__Source information__
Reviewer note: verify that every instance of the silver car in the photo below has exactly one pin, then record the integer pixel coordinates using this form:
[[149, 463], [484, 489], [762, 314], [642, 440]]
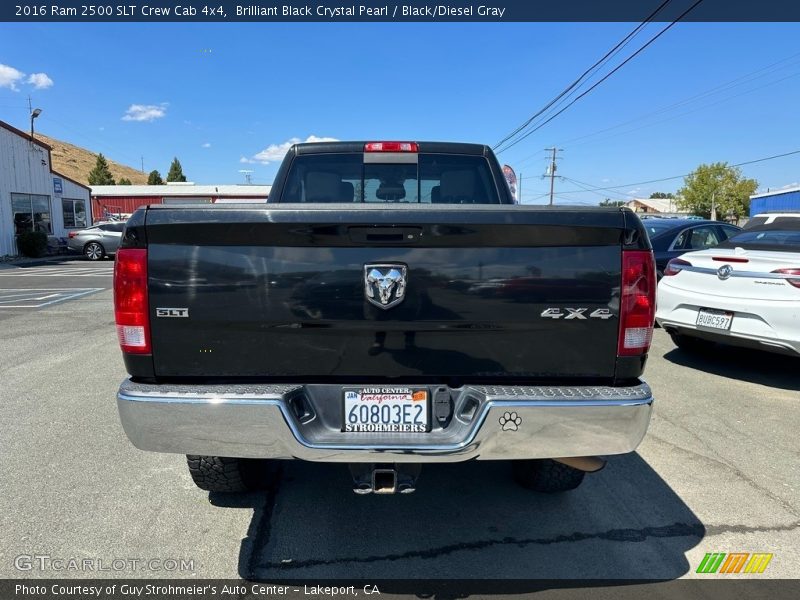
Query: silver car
[[97, 241]]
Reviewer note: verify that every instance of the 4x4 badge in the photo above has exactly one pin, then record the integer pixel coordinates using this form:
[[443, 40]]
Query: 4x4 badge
[[385, 284]]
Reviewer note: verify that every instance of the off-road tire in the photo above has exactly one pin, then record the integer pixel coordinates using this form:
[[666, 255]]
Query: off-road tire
[[547, 476], [225, 474]]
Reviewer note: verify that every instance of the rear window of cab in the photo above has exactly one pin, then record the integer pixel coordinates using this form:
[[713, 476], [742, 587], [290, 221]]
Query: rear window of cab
[[422, 178]]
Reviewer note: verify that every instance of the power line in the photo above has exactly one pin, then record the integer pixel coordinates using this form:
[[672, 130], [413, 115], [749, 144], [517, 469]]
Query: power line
[[741, 164], [614, 70], [721, 88], [608, 55], [674, 116]]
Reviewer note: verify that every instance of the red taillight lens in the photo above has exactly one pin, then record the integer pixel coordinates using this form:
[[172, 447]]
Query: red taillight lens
[[791, 281], [675, 266], [637, 307], [391, 147], [130, 300]]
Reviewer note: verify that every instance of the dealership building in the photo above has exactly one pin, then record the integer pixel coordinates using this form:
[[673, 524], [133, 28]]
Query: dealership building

__Task details__
After dropping every picture, transcribe each entry exactly.

__Output of the task__
Reviewer note: verify that every instance of the silver car in the photo below has exactly one pin, then record the integer pixel coordinates using this form:
[[149, 463], [484, 489], [762, 314], [642, 440]]
Query: silver car
[[97, 241]]
Reviewer note: verify that every instance of the 4x4 badge in the photo above has exactly one pin, then record the integer pixel coordinates using this form:
[[443, 40]]
Query: 4x4 badge
[[385, 284]]
Reviewer note: verify that every instance of the off-road tire in the photo above has exactly one pin, then record the integer pixel coordinates using this form:
[[666, 255]]
Query: off-road tire
[[547, 476], [225, 474]]
Reviewer note: verify that every instance of the rear window of cab in the photo above has exactly one pin, then record the integer pixel coordinates using this form:
[[713, 476], [742, 587], [290, 221]]
Query: rear window of cab
[[422, 178]]
Reviewer note: verify that every instance of the power line in the photo above has exactly one pin, then record the integer pixel coordinates using this form:
[[672, 130], [413, 115], [749, 144], [517, 469]]
Query: power line
[[741, 164], [614, 70], [721, 88], [608, 55], [674, 116]]
Reviewer note: verify that every instance of the red taillight lens in the photo above has exactly one pin, then record the integer pixel coordinates using this form:
[[172, 447]]
Query: red taillight lens
[[791, 281], [675, 266], [637, 307], [391, 147], [130, 300]]
Reviewer note: verify that every instance of the dealership building in the photo above has exactly one pin, then record the integer pixel coordinates using this form:
[[673, 524], [133, 28]]
Query: dealership building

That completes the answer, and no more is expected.